• YOUR TASK:
Please copy the records below word for word, from the line with "tag: dark vase | output bbox" to the line with "[0,385,409,523]", including both of those lines.

-- Start --

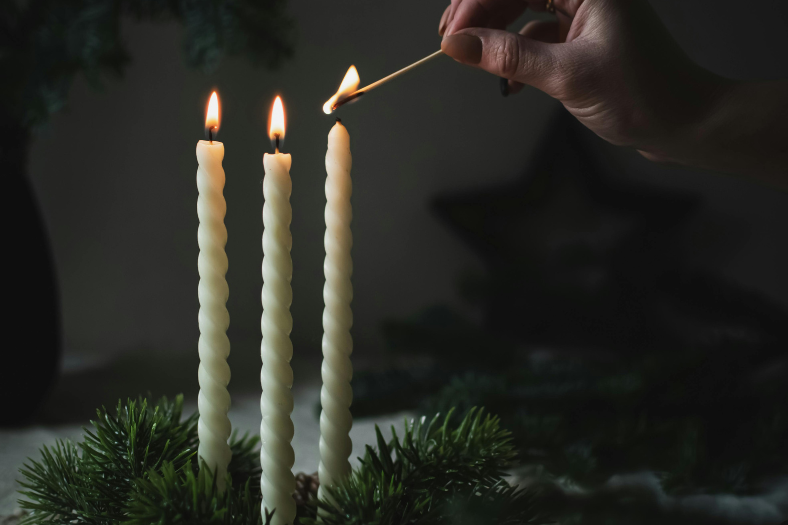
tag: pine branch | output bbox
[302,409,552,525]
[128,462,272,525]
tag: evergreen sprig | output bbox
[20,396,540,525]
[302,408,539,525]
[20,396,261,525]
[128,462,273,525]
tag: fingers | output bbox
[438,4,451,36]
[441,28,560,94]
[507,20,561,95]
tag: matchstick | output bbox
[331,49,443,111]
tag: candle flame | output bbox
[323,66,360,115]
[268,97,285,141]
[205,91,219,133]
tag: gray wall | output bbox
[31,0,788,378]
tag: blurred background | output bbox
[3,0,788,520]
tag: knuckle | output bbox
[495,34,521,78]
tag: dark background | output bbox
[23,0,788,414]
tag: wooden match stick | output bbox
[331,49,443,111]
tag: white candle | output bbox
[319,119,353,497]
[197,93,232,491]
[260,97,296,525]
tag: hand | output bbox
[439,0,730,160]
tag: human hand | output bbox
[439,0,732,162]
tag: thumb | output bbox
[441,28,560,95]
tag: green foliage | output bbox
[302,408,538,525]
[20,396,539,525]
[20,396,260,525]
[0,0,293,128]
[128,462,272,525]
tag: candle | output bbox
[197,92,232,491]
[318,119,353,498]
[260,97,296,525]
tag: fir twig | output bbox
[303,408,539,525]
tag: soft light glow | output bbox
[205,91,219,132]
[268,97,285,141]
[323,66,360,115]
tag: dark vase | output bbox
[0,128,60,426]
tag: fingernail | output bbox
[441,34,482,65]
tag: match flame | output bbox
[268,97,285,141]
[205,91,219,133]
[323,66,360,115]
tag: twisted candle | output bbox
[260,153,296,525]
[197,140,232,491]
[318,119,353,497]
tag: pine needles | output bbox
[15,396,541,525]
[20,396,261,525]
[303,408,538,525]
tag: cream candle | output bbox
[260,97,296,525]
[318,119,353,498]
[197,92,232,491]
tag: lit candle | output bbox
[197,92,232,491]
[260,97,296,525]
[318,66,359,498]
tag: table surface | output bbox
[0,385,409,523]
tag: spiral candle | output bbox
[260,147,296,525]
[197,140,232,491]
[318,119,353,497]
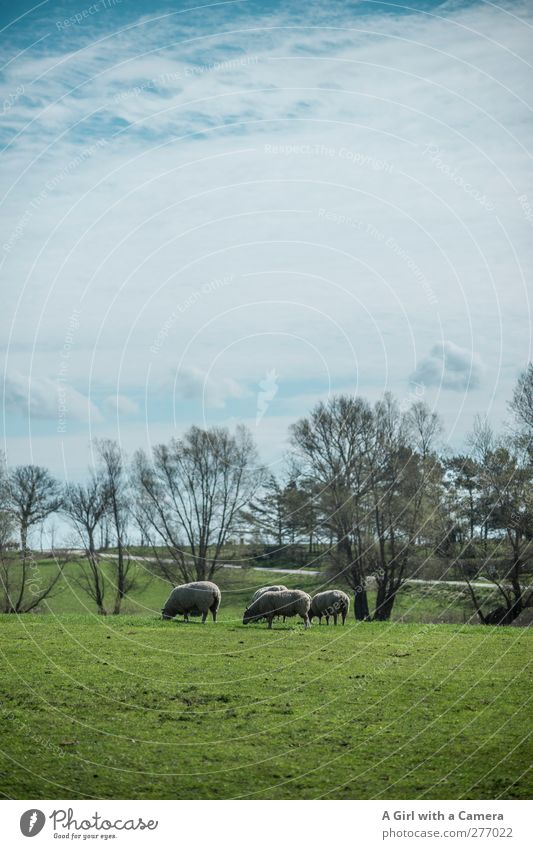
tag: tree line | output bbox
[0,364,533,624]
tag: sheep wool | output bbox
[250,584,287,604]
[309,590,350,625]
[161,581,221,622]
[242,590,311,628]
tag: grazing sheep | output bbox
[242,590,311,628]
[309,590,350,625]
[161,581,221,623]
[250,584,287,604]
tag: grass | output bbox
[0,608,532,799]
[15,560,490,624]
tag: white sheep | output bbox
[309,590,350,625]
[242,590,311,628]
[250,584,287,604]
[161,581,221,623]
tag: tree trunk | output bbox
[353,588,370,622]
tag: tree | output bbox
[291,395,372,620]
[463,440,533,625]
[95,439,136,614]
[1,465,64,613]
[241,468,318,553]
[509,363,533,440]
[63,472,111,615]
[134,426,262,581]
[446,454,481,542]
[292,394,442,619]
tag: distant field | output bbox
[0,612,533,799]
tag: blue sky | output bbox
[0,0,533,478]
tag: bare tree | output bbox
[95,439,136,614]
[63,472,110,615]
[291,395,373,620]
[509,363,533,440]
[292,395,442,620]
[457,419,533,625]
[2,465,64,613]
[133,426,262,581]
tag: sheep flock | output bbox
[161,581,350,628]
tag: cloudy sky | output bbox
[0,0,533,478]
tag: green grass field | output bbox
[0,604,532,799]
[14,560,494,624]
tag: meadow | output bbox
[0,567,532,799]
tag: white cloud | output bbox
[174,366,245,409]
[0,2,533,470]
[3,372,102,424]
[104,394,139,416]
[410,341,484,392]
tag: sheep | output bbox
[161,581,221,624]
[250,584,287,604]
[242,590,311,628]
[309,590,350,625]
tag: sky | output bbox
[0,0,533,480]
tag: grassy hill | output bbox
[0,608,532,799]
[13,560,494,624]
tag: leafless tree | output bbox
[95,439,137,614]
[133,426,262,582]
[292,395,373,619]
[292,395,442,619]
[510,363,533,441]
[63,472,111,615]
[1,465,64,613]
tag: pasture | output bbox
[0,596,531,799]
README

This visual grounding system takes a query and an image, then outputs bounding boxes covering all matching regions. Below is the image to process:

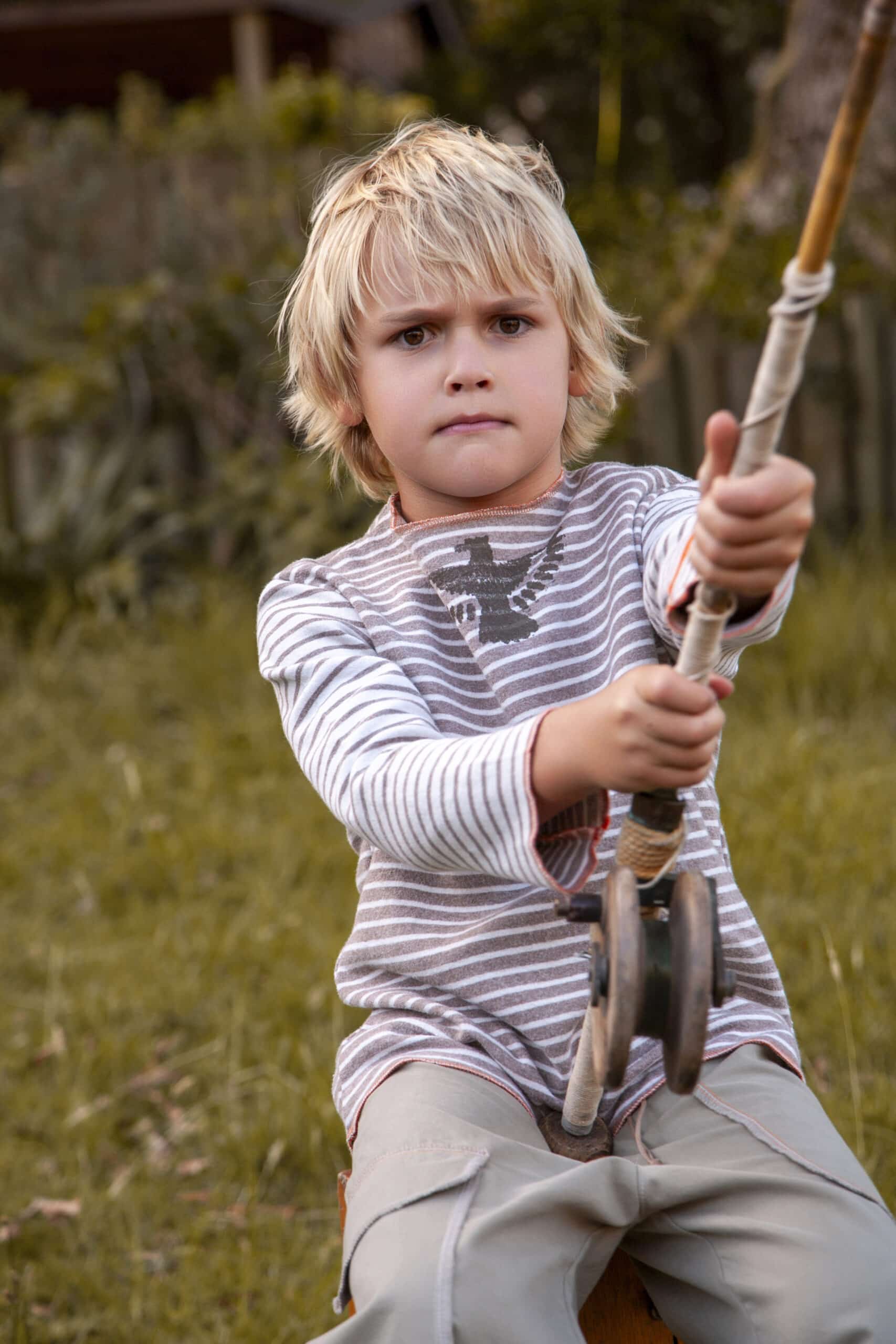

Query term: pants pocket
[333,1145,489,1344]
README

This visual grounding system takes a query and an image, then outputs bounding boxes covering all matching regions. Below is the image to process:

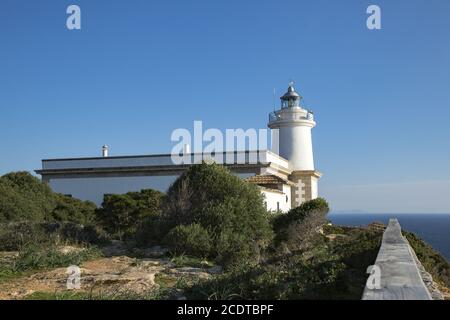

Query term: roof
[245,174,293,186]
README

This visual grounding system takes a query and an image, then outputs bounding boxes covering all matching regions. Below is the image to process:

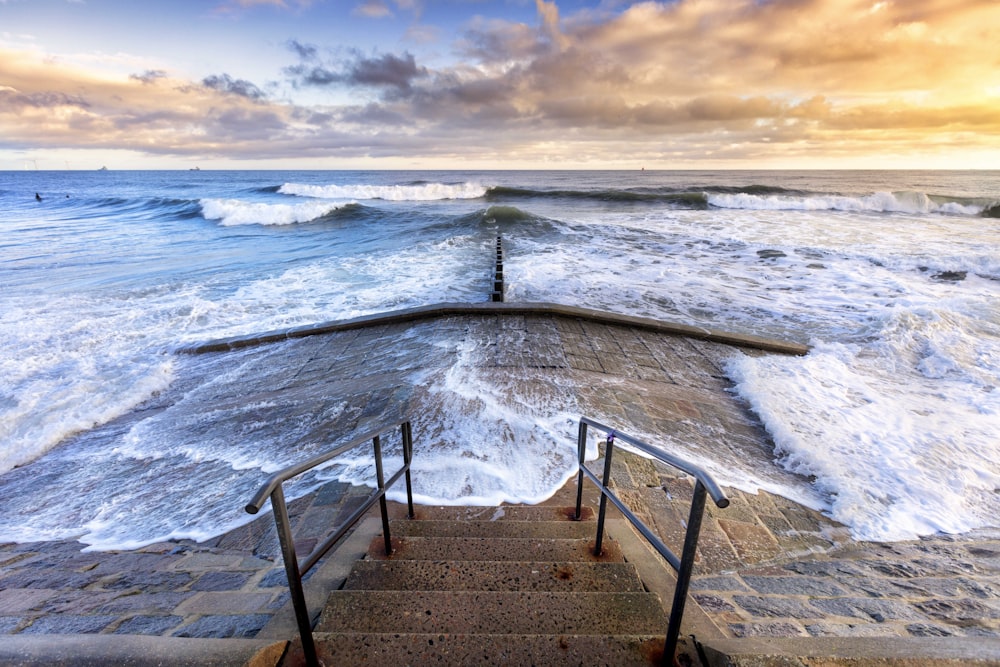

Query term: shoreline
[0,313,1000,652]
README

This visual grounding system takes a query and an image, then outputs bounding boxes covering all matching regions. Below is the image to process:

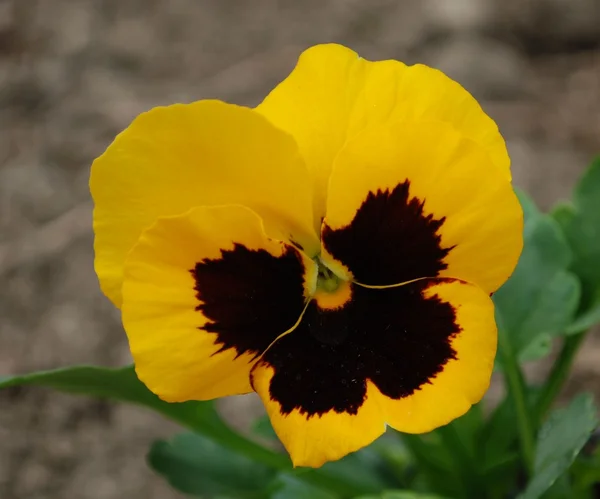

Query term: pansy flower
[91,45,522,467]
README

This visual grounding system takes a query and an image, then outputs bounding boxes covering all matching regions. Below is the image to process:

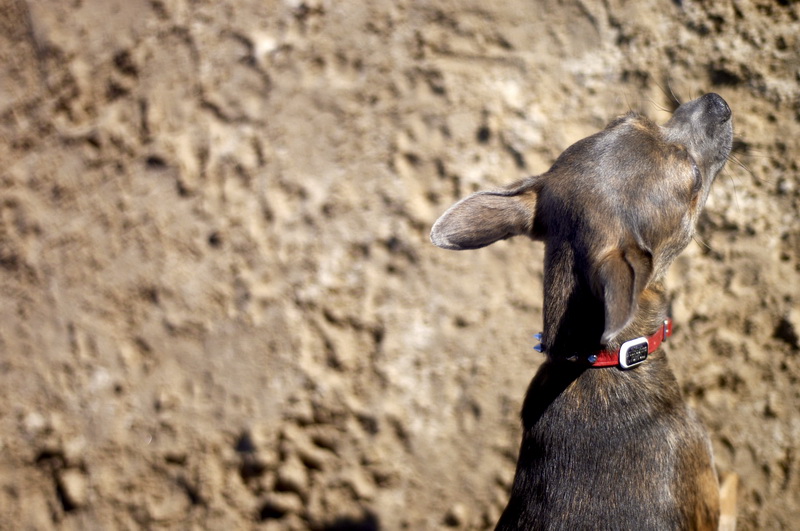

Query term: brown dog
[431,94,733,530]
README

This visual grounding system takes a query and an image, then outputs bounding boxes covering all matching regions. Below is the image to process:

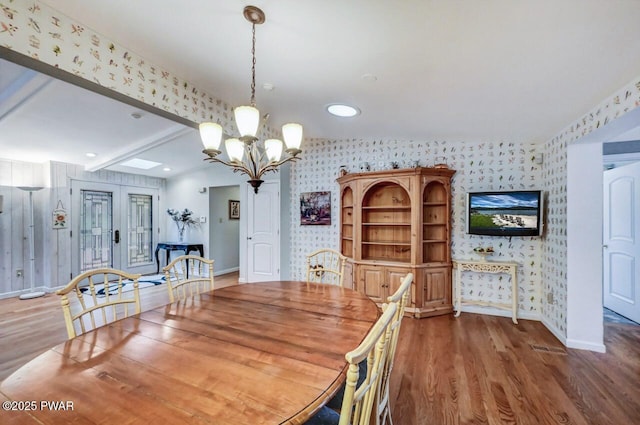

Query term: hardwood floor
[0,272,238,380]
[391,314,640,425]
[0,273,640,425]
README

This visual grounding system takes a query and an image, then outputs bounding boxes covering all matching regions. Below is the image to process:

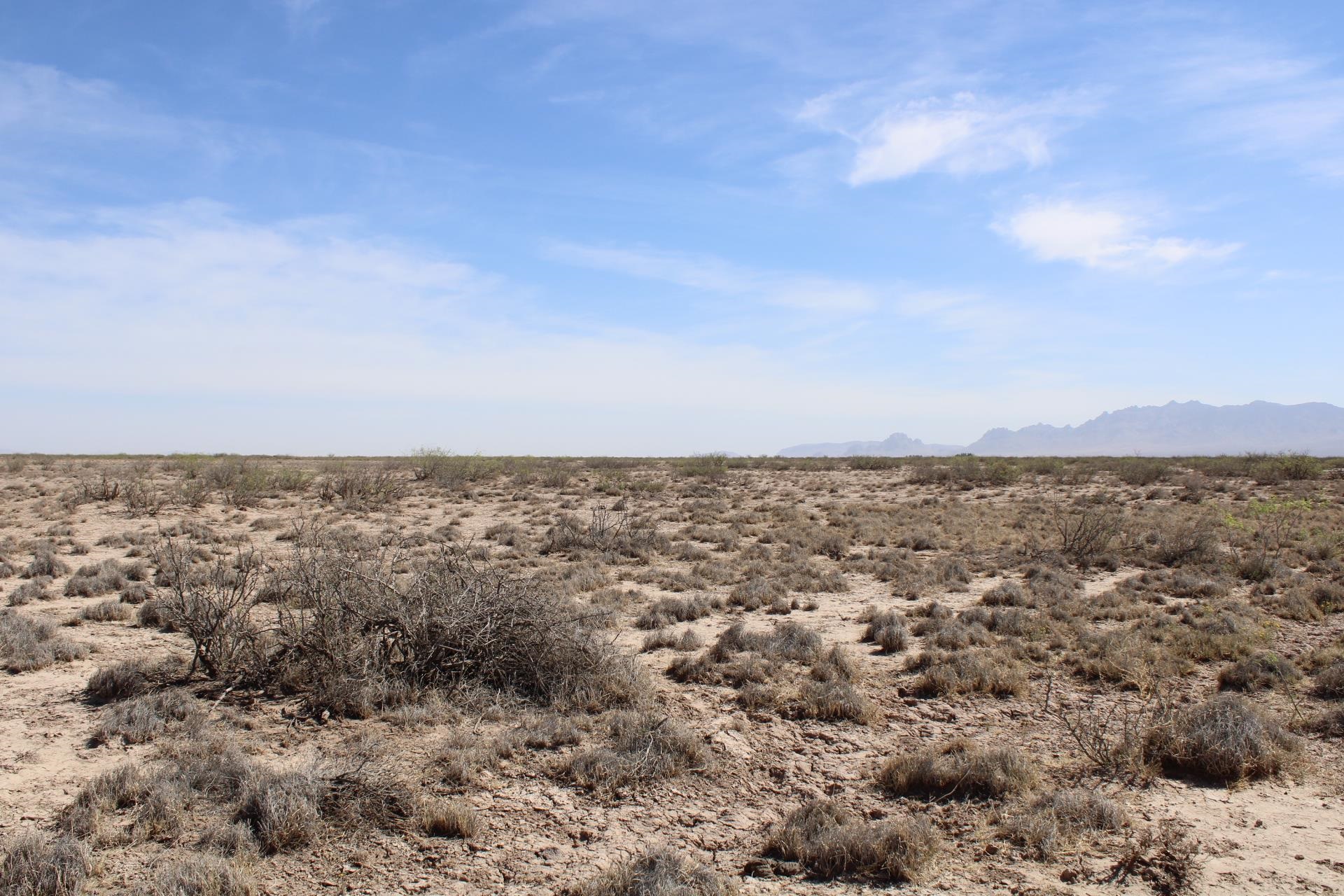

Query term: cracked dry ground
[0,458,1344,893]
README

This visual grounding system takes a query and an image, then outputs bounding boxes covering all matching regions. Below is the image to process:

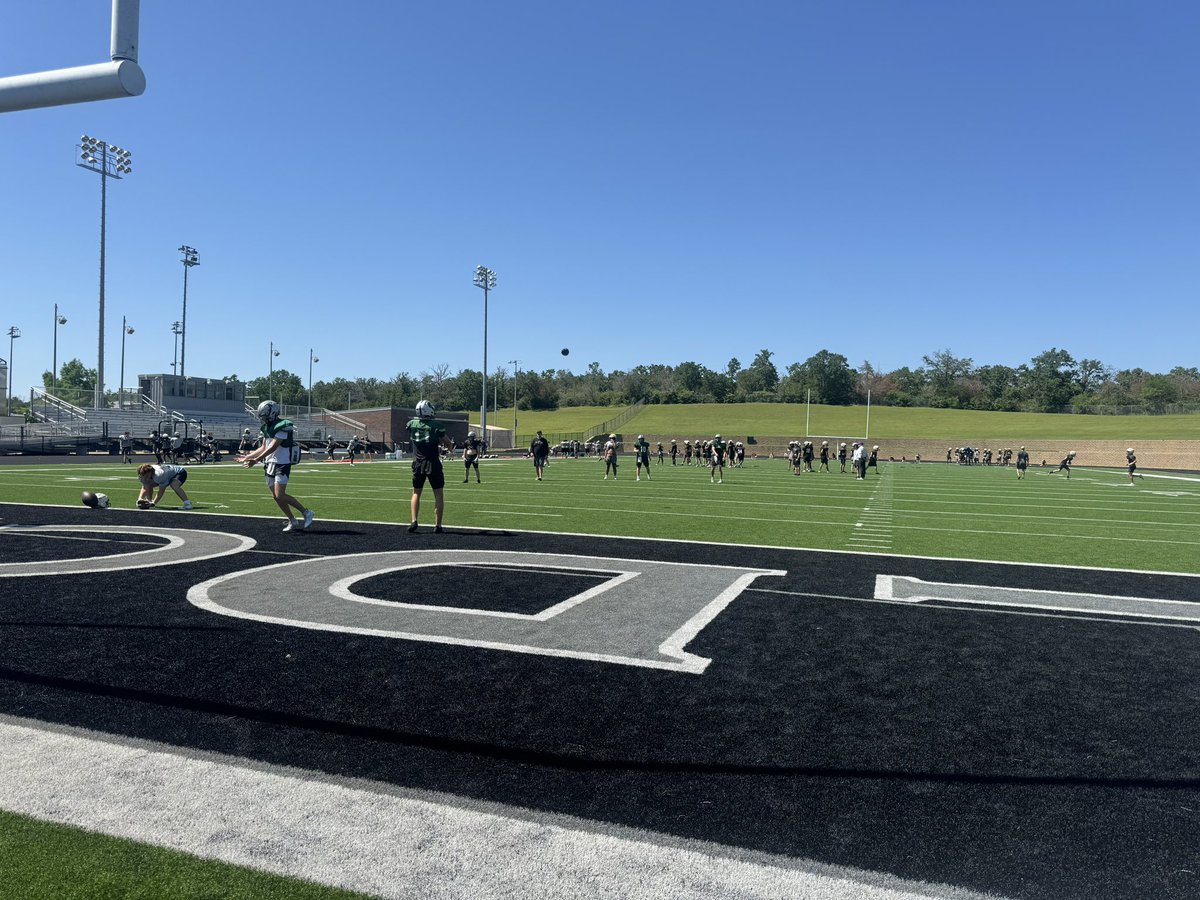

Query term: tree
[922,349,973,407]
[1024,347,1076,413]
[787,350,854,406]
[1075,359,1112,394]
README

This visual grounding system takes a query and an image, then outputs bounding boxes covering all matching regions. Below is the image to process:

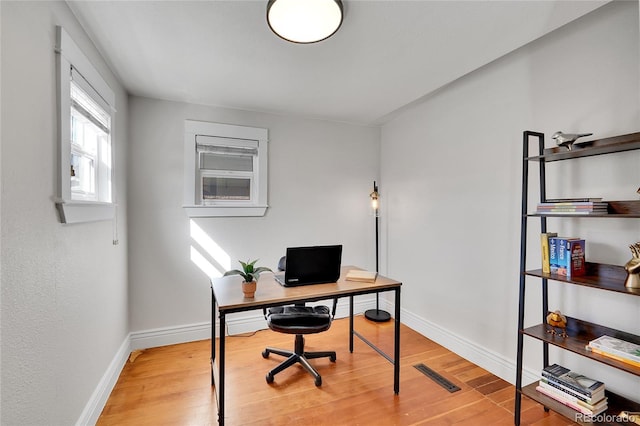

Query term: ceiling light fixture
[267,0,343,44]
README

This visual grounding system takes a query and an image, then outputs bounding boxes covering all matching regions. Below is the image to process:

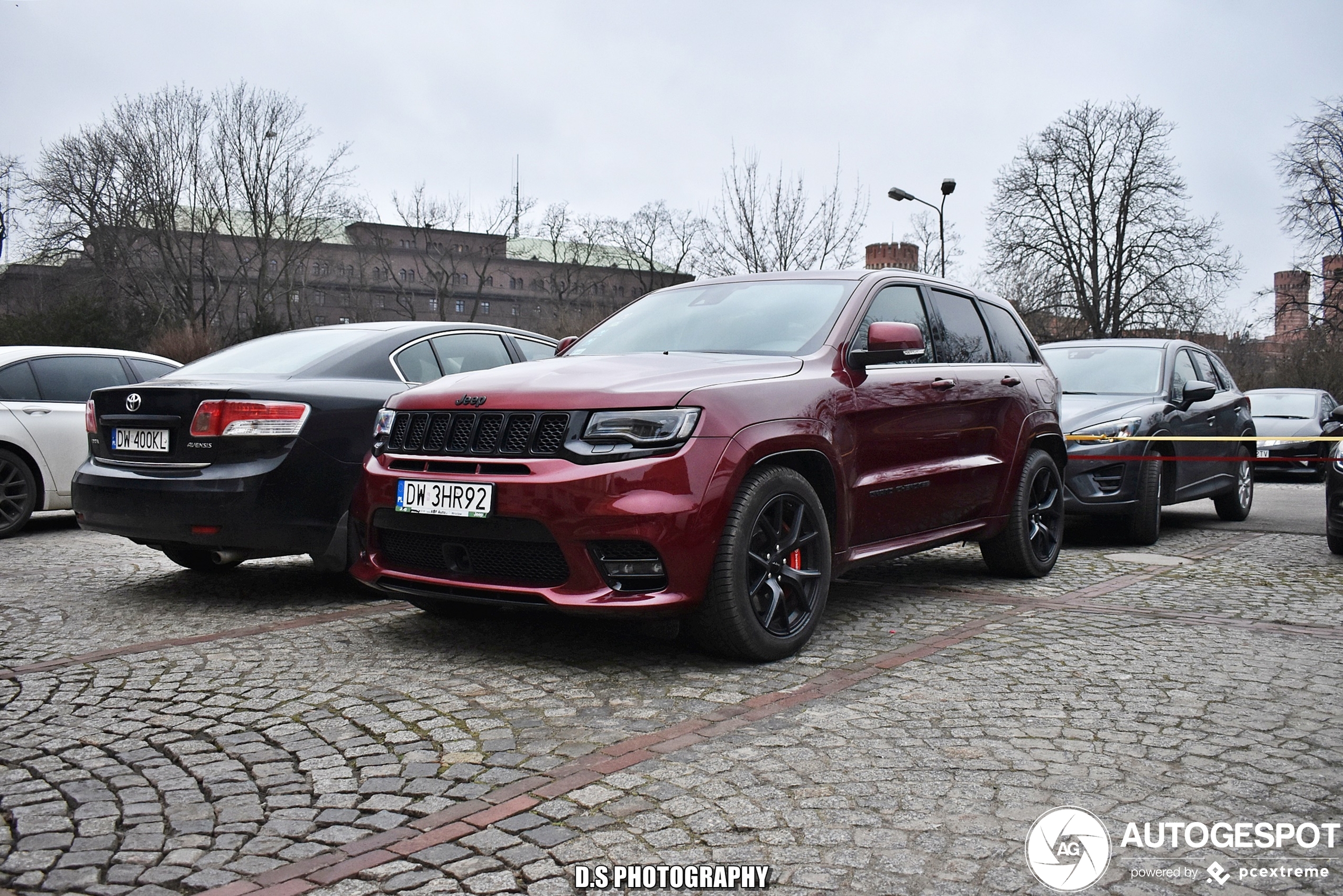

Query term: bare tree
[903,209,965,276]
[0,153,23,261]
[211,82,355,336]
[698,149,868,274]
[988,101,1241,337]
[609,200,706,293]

-- End --

• WRITTEN ANSWER:
tag: dark vase | output bbox
[0,128,60,426]
tag: fingernail | output bbox
[441,34,482,65]
tag: match flame | output bbox
[268,97,285,141]
[205,91,219,133]
[323,66,360,115]
tag: twisted candle | output bbox
[260,153,296,525]
[197,140,232,491]
[318,119,353,497]
tag: pine needles | output bbox
[15,396,541,525]
[20,396,261,525]
[303,408,538,525]
tag: cream candle | output bbox
[260,97,296,525]
[318,119,353,498]
[197,92,232,491]
tag: lit candle | output bbox
[197,92,232,491]
[260,97,296,525]
[318,66,359,498]
tag: table surface | output bbox
[0,385,409,523]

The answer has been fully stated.